* [Exercise prompt]: Retype the data exactly, so that every line matches the original.

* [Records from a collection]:

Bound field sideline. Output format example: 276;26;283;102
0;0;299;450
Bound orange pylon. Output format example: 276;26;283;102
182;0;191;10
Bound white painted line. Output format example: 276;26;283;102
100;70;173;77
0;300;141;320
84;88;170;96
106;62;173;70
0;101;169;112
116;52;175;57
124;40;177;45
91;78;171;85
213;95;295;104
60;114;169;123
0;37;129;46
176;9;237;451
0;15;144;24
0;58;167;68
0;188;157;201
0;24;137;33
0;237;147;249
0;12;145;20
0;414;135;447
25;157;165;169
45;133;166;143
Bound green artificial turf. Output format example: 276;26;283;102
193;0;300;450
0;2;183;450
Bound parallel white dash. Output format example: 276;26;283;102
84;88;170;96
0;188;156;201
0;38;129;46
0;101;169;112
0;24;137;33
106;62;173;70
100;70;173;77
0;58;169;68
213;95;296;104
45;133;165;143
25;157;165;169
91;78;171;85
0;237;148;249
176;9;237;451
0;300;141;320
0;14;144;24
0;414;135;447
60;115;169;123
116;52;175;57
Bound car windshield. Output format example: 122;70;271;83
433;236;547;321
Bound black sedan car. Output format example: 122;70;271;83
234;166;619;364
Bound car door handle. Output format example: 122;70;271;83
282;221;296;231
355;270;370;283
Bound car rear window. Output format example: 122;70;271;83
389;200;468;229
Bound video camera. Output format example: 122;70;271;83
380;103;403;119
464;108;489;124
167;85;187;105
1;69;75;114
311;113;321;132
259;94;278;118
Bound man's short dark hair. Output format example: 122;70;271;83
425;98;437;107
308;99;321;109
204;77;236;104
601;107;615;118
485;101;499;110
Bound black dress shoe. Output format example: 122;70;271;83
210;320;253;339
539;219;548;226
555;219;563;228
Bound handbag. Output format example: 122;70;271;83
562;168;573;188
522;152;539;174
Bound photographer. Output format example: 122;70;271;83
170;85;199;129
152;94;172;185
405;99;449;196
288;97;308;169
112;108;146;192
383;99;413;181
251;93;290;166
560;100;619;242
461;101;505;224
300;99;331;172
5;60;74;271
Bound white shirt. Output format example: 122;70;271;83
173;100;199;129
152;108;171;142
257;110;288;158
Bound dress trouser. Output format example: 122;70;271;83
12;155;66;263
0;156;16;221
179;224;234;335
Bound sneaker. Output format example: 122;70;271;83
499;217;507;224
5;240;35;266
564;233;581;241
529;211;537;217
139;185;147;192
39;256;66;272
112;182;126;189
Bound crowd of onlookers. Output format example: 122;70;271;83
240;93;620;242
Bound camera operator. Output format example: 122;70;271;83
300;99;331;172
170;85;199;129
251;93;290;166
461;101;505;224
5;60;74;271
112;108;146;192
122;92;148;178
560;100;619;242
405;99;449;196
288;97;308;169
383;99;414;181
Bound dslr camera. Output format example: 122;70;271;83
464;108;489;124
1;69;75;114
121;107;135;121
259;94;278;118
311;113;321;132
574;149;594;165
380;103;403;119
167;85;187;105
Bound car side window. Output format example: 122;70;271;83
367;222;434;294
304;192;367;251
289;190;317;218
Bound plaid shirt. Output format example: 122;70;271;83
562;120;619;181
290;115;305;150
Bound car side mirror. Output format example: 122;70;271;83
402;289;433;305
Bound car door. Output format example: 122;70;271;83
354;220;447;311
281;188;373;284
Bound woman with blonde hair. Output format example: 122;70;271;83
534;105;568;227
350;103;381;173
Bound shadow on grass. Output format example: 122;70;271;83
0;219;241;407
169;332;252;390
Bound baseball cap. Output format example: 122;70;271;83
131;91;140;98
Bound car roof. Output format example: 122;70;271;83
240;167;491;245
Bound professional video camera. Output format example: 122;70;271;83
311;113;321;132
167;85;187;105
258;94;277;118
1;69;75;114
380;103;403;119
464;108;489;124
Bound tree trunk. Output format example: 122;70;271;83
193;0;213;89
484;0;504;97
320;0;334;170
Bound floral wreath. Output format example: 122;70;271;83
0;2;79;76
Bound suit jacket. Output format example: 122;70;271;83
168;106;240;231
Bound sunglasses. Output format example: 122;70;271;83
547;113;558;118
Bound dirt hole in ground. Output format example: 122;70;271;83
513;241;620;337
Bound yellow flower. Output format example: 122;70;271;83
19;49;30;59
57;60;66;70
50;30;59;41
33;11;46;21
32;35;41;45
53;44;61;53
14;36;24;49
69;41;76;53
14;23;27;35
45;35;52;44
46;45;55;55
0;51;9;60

* [Answer space]:
Bound field sideline. Output format example: 276;26;283;102
0;0;299;450
Bound orange pylon. Output format example: 276;26;283;102
182;0;191;10
Bound white painted line. Output format example: 276;26;283;102
100;70;173;77
0;300;141;320
84;88;170;96
106;62;173;70
0;101;169;112
116;52;175;57
124;40;177;45
91;78;171;85
213;95;295;104
60;114;169;123
0;37;129;46
176;9;237;451
0;15;144;24
0;58;167;68
0;188;157;201
0;24;137;33
0;237;147;249
0;12;145;20
0;414;135;447
25;157;165;169
45;133;166;143
Bound green artificial turf. Output format example: 276;26;283;102
193;0;300;450
0;2;183;450
Bound parallel white dash. Output format example: 276;26;283;102
84;88;170;96
0;188;156;201
0;38;129;46
0;101;169;112
0;24;137;33
106;62;173;70
100;70;173;77
0;58;169;68
213;95;296;104
45;133;165;143
25;157;165;169
91;78;171;85
0;237;148;249
176;9;237;451
0;300;141;320
0;14;144;24
0;414;135;447
60;115;169;123
116;52;175;57
Bound car windshield. Output format example: 122;70;271;83
433;236;547;321
Bound black sedan car. Output format example: 122;70;271;83
234;166;619;364
Bound car door handle. Output format example: 122;70;271;83
282;221;296;231
355;270;370;283
Bound car rear window. Output format example: 122;70;271;83
389;200;468;229
Bound video camera. Output format example: 122;70;271;83
380;103;403;119
464;108;489;124
167;85;187;105
1;69;75;114
311;113;321;132
259;94;278;118
Bound man's short dark hair. Output format example: 122;70;271;83
425;98;437;107
308;99;321;109
204;77;236;104
601;107;615;118
485;101;499;110
Bound black dress shoe. Output format example: 122;70;271;83
210;320;253;339
539;219;548;226
555;219;563;228
Bound handbag. Output format example: 122;70;271;83
562;168;573;188
522;152;539;174
Bound photographer. Output format example: 122;70;271;83
170;85;199;129
152;94;172;185
405;99;449;196
288;97;308;169
112;108;146;192
383;99;413;181
251;93;290;166
560;100;619;242
461;101;505;224
300;99;331;172
5;60;74;271
Bound white shirt. Output format example: 122;70;271;83
173;100;199;129
152;108;171;142
257;110;288;158
Bound dress trouser. Output format example: 122;70;271;83
12;155;66;263
0;156;16;221
179;224;234;335
Bound sneaker. Output format example: 122;70;271;83
499;217;507;224
5;240;35;266
564;233;581;241
529;211;537;217
139;185;147;192
39;256;66;272
112;182;126;189
Bound crowd of onlookers. Output format example: 122;70;271;83
240;93;620;242
Bound camera operator. Output format example: 122;70;271;83
300;99;331;172
170;85;199;129
251;93;290;166
461;101;505;224
5;60;74;271
112;108;146;192
122;92;148;178
560;100;619;242
405;99;449;196
288;97;308;169
383;99;414;181
Bound dslr camera. Output format example: 122;70;271;83
464;108;489;124
1;69;75;114
121;107;135;121
259;94;278;118
311;113;321;132
574;149;594;165
380;103;403;119
167;85;187;105
Bound car side window. Output format example: 122;70;271;83
367;222;434;294
304;192;367;251
289;190;317;218
Bound plaid shirt. Output format example: 122;70;271;83
562;120;619;181
290;115;305;150
Bound car side mirror. Output format example: 122;70;271;83
402;289;433;305
Bound car door. Output format example: 122;70;271;83
354;220;447;311
281;188;373;284
Bound woman with blonde hair. Output format example: 122;70;271;83
534;105;568;227
350;103;381;173
Bound shadow on grass. Output format example: 122;70;271;83
0;219;241;407
169;332;252;390
Bound baseball cap. Output format example: 122;70;271;83
131;91;140;98
Bound car roof. Output format example: 122;70;271;83
240;167;491;245
Bound professional video camera. Output format example: 122;70;271;83
311;113;321;132
167;85;187;105
258;94;277;118
1;69;75;114
380;103;403;119
464;108;489;124
Bound tree trunk. Output format example: 122;70;271;83
193;0;213;89
484;0;504;97
320;0;334;170
Bound floral wreath. Output format example: 122;70;271;83
0;2;79;76
Bound suit jacket. Output format example: 122;70;271;83
168;106;240;231
Bound sunglasses. Output format example: 122;70;271;83
547;113;558;118
Bound dirt hole in ground. Output format example: 122;70;271;83
513;241;620;337
Bound yellow flower. Output format example: 122;70;271;83
19;49;30;59
57;60;66;70
50;30;59;41
33;11;46;21
32;35;41;45
53;44;61;53
14;36;24;49
69;41;76;53
14;23;27;35
45;35;52;44
46;45;55;55
0;51;9;60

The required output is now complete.